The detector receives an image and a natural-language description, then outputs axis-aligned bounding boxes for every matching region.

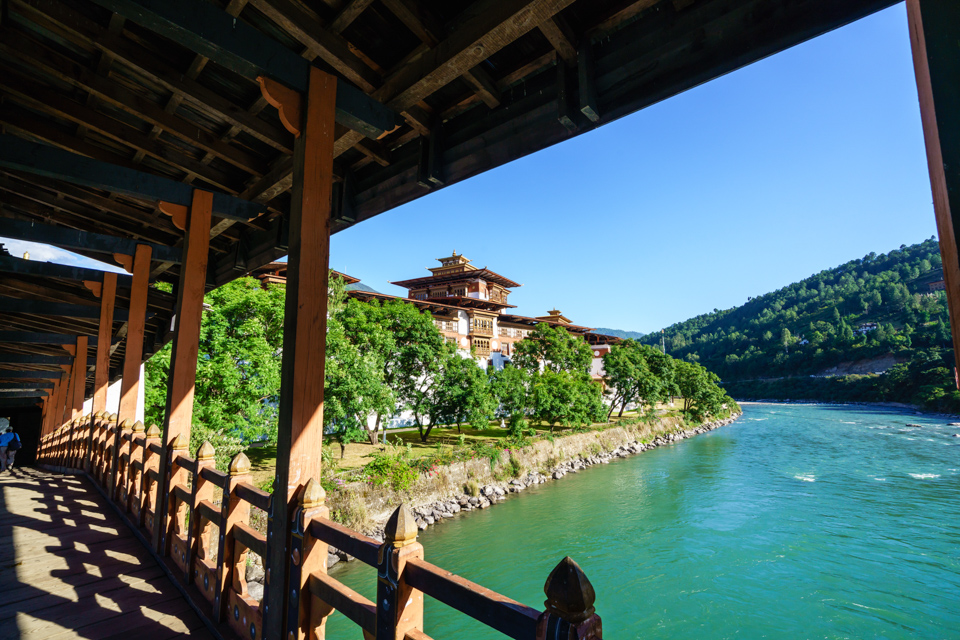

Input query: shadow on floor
[0,468,211,640]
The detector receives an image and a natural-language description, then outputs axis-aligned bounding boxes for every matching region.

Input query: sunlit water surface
[327,405,960,640]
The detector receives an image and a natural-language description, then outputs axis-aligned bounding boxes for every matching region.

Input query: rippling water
[327,405,960,640]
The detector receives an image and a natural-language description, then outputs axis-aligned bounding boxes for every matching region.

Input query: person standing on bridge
[0,418,22,472]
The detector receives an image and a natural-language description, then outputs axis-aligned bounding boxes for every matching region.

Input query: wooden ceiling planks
[0,0,893,390]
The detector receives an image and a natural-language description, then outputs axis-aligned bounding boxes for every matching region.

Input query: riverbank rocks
[338,414,744,544]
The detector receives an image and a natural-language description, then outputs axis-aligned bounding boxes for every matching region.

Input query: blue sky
[1,4,936,332]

■ ■ ■ ■ ■ ■ ■

*Directions*:
Rewrite the full listing above with every "natural-language description" changed to "text prompt" and everything else kept the same, and leave out the pictures.

*Answer to the task*:
The detector receives an image and a text prompt, then outputs axis-aligned bounding boxes for every matching region.


Input query: shadow on floor
[0,468,211,640]
The detector receives an image and a text prompt, then outputs axis-aligned bounding boxes for every matching region.

Input query: sunlit water surface
[327,405,960,640]
The detector receives an image and a text prompt, then outputs axis-aligned bounding boxes for every matching region.

Input query: rippling water
[327,405,960,640]
The detector receives an image and a text prompt, then outputs axis-aligned bounding boxes for every matching region.

Input query: person standing on bridge
[0,418,22,472]
The detector receives an image and a text prompt, then outputs axis-aligned bounding boxes for every matching region.

Input query: wooden ceiling planks
[0,0,893,390]
The detector receives an image and a text prompt, then outputs axis-aligned bounding boxes for every matching region.

Input query: riverbank rocks
[338,414,744,544]
The detector receives an image and a text prompt, then outputs axis-aligned bounding boxes for every matching region.

Input query: blue sky
[1,4,936,332]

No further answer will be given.